-------- Text passage

Advanced Ceramics Progress

Advanced Ceramics Progress

Identifying Effective Parameters for Ceramic Floor Tile Strength Using Design of Experiments Methodology

Document Type : Original Research Article

Authors
Peyman Mardani Ghahfarrokhi 1
Rasool Sahragard 2
Hossein Ghanbari 3
Mojtaba Safari 4
1 Master, Department of Industrial Engineering, Kharazmi University of Tehran, Tehran, Iran.
2 Master, Department of Industrial Engineering, University of Semnan, Semnan, Iran.
3 Ph.D. Candidate, Department of Industrial Engineering, Iran University of Science and Technology, Tehran, Iran.
4 Ph.D. Candidate, Department of Science, Chiang Mai University, Chiang Mai, Thailand.

----------------
-------- Dataset excerpts

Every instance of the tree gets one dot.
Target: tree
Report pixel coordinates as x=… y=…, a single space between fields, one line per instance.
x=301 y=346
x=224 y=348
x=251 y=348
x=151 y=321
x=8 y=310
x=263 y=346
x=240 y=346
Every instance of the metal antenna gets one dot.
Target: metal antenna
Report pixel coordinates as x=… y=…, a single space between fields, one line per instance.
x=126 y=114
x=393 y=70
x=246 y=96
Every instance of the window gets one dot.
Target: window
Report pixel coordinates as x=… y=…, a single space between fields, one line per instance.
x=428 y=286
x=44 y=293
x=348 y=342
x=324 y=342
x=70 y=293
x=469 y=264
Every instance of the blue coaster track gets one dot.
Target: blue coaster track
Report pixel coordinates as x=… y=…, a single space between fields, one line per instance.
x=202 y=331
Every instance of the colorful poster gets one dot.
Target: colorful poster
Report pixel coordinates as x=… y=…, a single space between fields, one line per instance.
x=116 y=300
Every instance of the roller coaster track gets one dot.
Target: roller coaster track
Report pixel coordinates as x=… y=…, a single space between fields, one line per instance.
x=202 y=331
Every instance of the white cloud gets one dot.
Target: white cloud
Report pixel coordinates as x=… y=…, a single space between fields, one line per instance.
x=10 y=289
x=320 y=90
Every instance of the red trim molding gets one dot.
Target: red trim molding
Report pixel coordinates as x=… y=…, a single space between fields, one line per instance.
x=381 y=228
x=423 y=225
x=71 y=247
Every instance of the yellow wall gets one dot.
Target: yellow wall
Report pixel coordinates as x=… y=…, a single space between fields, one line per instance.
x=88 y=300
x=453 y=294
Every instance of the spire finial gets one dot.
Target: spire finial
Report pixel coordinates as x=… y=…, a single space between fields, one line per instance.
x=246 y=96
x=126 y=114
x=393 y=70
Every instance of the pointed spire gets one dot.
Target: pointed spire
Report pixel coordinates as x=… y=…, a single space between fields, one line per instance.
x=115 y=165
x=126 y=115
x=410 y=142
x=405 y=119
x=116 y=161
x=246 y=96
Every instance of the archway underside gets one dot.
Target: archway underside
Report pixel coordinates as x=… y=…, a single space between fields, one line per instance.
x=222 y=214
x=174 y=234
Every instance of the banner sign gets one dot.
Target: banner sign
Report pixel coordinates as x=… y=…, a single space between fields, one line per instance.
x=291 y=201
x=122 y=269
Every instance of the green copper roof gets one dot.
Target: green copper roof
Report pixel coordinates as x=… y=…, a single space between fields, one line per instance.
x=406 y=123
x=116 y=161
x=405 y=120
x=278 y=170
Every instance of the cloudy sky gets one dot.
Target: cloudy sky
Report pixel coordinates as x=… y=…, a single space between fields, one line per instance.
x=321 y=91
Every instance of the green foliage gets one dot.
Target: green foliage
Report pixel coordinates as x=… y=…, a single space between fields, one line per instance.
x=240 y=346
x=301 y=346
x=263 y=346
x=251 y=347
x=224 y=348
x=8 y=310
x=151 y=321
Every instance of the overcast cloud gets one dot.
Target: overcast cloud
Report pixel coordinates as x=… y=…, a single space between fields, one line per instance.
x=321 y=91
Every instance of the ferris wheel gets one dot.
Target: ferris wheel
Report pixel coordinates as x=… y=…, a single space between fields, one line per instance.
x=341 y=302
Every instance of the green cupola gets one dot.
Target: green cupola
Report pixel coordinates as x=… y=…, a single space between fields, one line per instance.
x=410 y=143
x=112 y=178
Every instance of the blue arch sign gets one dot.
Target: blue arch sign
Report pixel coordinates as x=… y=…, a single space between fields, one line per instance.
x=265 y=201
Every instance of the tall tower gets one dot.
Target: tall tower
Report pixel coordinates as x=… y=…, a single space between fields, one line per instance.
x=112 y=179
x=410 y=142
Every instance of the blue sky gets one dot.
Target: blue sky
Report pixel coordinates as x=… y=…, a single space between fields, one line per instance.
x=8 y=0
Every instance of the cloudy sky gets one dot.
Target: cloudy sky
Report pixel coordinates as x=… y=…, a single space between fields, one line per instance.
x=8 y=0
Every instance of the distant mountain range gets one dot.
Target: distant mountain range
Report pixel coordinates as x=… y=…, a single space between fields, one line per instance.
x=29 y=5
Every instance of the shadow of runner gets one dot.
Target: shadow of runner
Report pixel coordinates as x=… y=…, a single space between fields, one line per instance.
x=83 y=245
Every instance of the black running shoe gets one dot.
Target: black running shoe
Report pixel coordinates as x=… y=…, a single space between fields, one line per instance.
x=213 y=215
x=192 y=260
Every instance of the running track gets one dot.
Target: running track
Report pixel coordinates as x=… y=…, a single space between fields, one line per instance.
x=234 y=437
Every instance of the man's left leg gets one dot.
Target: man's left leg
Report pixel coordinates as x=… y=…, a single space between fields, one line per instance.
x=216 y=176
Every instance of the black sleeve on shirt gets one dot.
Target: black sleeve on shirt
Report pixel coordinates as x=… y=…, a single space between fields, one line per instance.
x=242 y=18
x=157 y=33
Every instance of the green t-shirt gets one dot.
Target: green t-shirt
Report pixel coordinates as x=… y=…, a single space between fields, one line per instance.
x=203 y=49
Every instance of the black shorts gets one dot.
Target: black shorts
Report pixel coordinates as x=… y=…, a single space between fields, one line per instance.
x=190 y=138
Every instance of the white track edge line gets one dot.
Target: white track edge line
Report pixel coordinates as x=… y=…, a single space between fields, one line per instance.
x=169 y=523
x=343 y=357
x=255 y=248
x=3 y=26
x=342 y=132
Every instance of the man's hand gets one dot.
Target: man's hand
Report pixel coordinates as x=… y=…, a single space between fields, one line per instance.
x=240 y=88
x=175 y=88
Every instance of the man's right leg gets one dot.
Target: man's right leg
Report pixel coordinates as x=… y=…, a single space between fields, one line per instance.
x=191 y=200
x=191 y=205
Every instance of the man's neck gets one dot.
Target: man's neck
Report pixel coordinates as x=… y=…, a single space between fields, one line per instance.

----------------

▸ Exercise instructions: Reproduce the ceramic floor tile article header word for word, starting with "Document Type : Original" and going on through "Tehran, Tehran, Iran.".

▸ Answer:
Document Type : Original Research Article

Authors
Peyman Mardani Ghahfarrokhi 1
Rasool Sahragard 2
Hossein Ghanbari 3
Mojtaba Safari 4
1 Master, Department of Industrial Engineering, Kharazmi University of Tehran, Tehran, Iran.